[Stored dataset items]
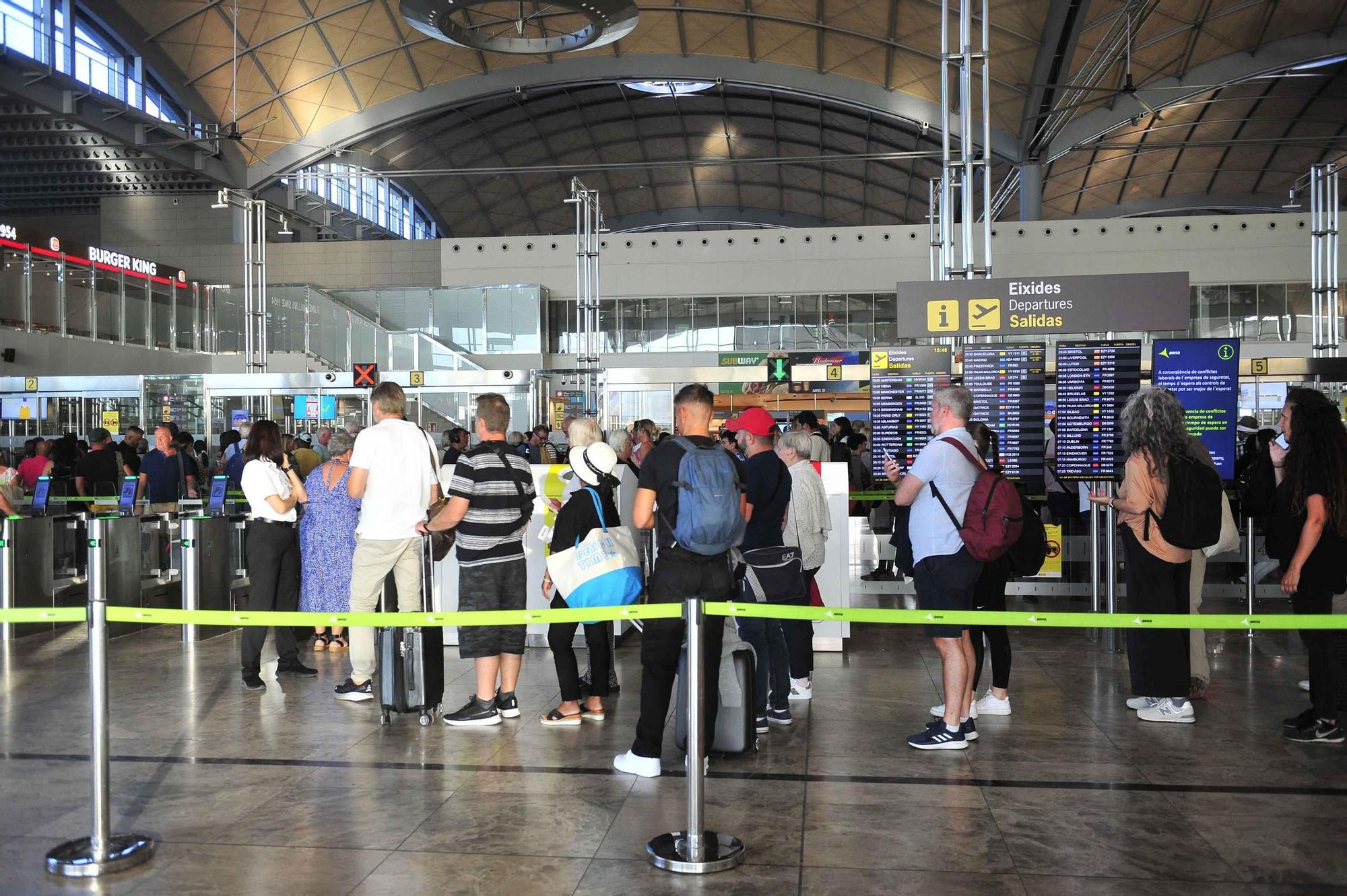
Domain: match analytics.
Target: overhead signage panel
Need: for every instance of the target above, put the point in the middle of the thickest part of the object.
(1205, 376)
(1031, 306)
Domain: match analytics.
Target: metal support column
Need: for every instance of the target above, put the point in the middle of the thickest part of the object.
(104, 852)
(696, 851)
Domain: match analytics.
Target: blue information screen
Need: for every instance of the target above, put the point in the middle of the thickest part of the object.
(1205, 374)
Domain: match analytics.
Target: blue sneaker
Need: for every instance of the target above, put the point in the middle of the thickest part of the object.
(940, 739)
(969, 730)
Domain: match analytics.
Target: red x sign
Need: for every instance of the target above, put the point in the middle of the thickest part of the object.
(366, 374)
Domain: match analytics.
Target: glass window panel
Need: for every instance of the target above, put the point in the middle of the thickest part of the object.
(108, 307)
(80, 280)
(45, 299)
(707, 320)
(137, 310)
(1244, 311)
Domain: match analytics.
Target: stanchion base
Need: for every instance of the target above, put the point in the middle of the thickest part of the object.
(79, 859)
(720, 852)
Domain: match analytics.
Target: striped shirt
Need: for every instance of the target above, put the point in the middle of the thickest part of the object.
(491, 532)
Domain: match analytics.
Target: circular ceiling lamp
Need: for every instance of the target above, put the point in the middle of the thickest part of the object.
(523, 28)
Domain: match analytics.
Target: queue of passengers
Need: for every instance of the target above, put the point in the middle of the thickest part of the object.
(368, 518)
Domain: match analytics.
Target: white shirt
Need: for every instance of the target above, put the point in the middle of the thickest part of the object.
(930, 528)
(261, 481)
(403, 466)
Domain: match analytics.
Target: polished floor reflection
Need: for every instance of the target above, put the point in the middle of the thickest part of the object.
(292, 792)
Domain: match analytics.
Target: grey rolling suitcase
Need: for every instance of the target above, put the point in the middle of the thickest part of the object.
(410, 673)
(735, 730)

WHAT YOU HAVE TO DO:
Repeat all of the data above word for word, leaving out the pictures.

EXPECTED OUTPUT:
Domain: match analytics.
Target: overhead signage panel
Need: for every instance of the target above, put the point in the middle of the thickest part of the object.
(1205, 376)
(1031, 306)
Domain: match analytics.
Target: metal support column
Need: for every instance of the target above, put the point in the middle of the thickest part of the object.
(104, 852)
(696, 851)
Domain: match analytics.
Target: blue information screen
Need: for every instance of the target above, put the point in the middle of the thickest part of the object.
(1205, 374)
Domain: match analytics.
Target: blue sneaker
Need: for every instance of the target above, put the point in the middle of the thickest part of the object.
(940, 739)
(969, 730)
Domain: match analytics.
Target: red x sign
Need: for every instance of the target above, put the point in the middle of the thickest part of the object.
(366, 374)
Domain: match analytics.
Target: glass window panel
Need: for every instance of the target above, put the point in the middle of the thickest part of the object.
(108, 307)
(80, 280)
(45, 299)
(707, 320)
(137, 310)
(1244, 311)
Domain: match analytics.
Target: stanchion base
Need: for every instance of the target above, put the point in the middle of the thickest part of the object.
(79, 859)
(720, 852)
Domain: match analytics.
Target: striped shirt
Need: for every instance of the target above, put the point in the middle of the thickest part of the object.
(491, 532)
Domain: match analytics.
Target: circular ceiling lamp
Need: for every instance of the target above, put the point in the middle of the thickest part of the object.
(523, 28)
Domain: match analytics.
Target: queue of passengers
Need: for every instance of the target above, put the point in the middle of the thickest part of the object.
(368, 518)
Domain: match analytics.
Target: white shirt
Need: for every instance of the target above, put the point in the middle of the thickest part of the object.
(930, 528)
(261, 481)
(403, 466)
Domain: match analytics.
Target: polished floor reflection
Need: for every instance of the target above, put the point in the middle of the thickest part of the object.
(292, 792)
Domain: match analytics.
Target: grey rolling suitcase
Need: for every instance of the target above, put the point in the middle of the thickest part of the object.
(410, 673)
(735, 730)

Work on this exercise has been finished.